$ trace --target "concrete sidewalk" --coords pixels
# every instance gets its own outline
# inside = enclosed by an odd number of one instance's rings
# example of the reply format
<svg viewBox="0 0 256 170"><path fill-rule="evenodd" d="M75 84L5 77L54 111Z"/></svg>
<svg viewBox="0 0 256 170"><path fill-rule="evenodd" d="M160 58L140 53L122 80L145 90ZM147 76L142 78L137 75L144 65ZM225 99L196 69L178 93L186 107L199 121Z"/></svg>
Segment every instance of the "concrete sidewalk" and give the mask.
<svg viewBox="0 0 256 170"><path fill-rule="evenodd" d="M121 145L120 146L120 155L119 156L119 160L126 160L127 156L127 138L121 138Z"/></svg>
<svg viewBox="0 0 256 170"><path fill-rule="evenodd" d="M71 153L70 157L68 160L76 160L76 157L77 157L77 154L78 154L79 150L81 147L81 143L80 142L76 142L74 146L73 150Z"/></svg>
****************************************
__Written problem__:
Reproduce every item above line for line, without changing a single character.

__Correct answer__:
$ trace --target "concrete sidewalk" --coords pixels
# every instance gets its own outline
# inside = enclosed by an odd number of one instance's rings
# example of the reply format
<svg viewBox="0 0 256 170"><path fill-rule="evenodd" d="M75 84L5 77L54 111Z"/></svg>
<svg viewBox="0 0 256 170"><path fill-rule="evenodd" d="M160 58L140 53L122 80L145 90ZM147 76L142 78L137 75L144 65ZM225 99L196 69L178 93L186 107L199 121Z"/></svg>
Segment every instance of the "concrete sidewalk" and give the mask.
<svg viewBox="0 0 256 170"><path fill-rule="evenodd" d="M121 145L120 146L120 155L119 156L119 160L126 160L127 156L127 138L121 138Z"/></svg>
<svg viewBox="0 0 256 170"><path fill-rule="evenodd" d="M71 153L70 157L68 160L76 160L76 157L77 157L77 154L78 154L79 150L81 147L81 143L80 142L76 142L74 146L73 150Z"/></svg>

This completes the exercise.